§ QUOTED PASSAGE
──────────

It’s Thursday again, or wait, actually maybe it is Tuesday? A year later and the days are still running together, but either way, it’s time to make dinner again for all of the people and I am tired. So freaking tired.
I start to pull ingredients for dinner out: whole chicken breasts, carrots, celery, chicken broth, and…crap, I’m out of noodles.
How can I make chicken noodle soup without the noodles? I can’t just run to the store because it’s a pandemic right? I suppose I can make noodles from scratch, it’s not that hard…my grandma used to do it.
And then, just like that, I’m crying over my empty stock pot on the stove.
As I start the water boiling and toss in the chicken breasts, I remember going to bed almost exactly one year ago thinking, “some stuff’s about to happen.” It was just a few days later that my husband quit traveling and set up shop in my office. And one week after that, my kid’s school sent an email that said everything is closed.
And like many, many moms in this country, I braved hour-long grocery store lines and empty shelves to stock the stock the pantry and medicine cabinets, embraced distance learning, set up mesh systems so we wouldn’t be fighting each other for WIFI, Zoomed work meetings in between trying to re-learn 10th grade Algebra II, scooped up my college students who abruptly returned home, and made it all seem normal, natural, and even easy.

──────────

§ THE DATA

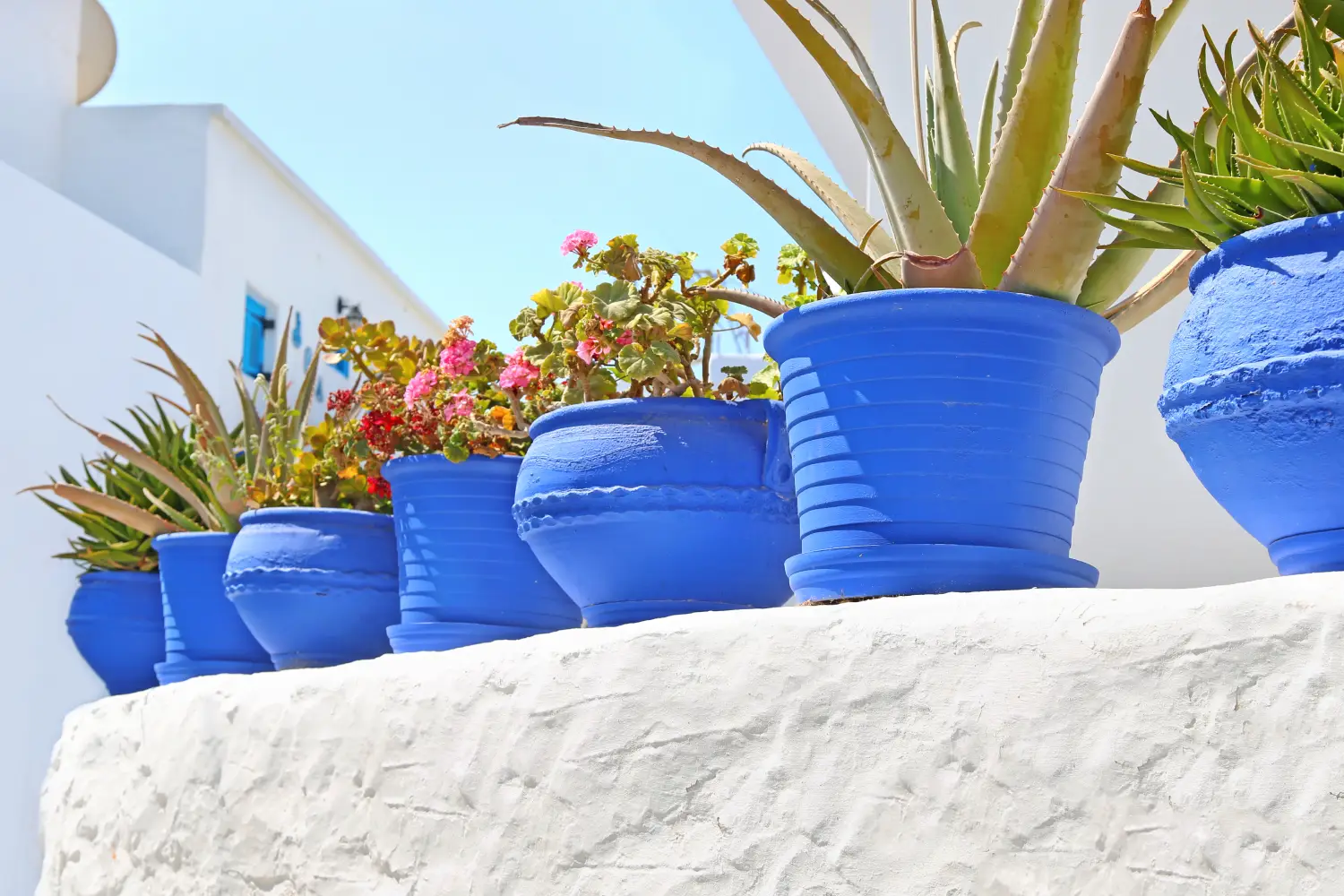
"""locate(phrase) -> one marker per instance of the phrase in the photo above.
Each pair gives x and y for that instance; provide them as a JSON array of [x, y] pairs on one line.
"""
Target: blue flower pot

──────────

§ WORK INSTRUCTION 1
List the ingredients the narrator pulls out for dinner in the pandemic dinner essay.
§ WORK INSTRUCTION 2
In the pandemic dinner essay, what did the email from the kid's school say?
§ WORK INSTRUCTION 3
Go on with the pandemic dinner essay, starting right after its last sentence.

§ WRITTEN ANSWER 1
Whole chicken breasts, carrots, celery, chicken broth

§ WRITTEN ANSWER 2
That everything is closed.

§ WRITTEN ANSWER 3
While peeling carrots and then chopping celery, my tears slow down a bit. None of this has actually been or is easy. It’s not just the meal planning and the cooking that I’m tired of …it’s the anxiety, the fear, the loss, the uncertainty, the lack of normalcy…all of it.
I pull the chicken out to let it cool, add all the veggies, and return to the pantry to gather ingredients to make noodles. Then the tears start again.
I miss my grandma, I miss going to the gym, I miss asking my kids how their day at school was, I miss having a date night with my husband at a nice restaurant, I miss wearing lipstick. And then I see the bag of rice. Chicken soup with rice? Not what I planned, but it will work.
Nothing has been what we planned.
Hungry people start trickling into the kitchen, and I take a deep breath and finish up the soup with seasoning and a drizzle of olive oil. My kids say this is the best soup I have ever made.
Maybe I should develop a seasoning and call it the “tears of 2020”? Or maybe I need to take a break and order from our local pizzeria tomorrow because God, I’m tired of cooking. And that’s okay.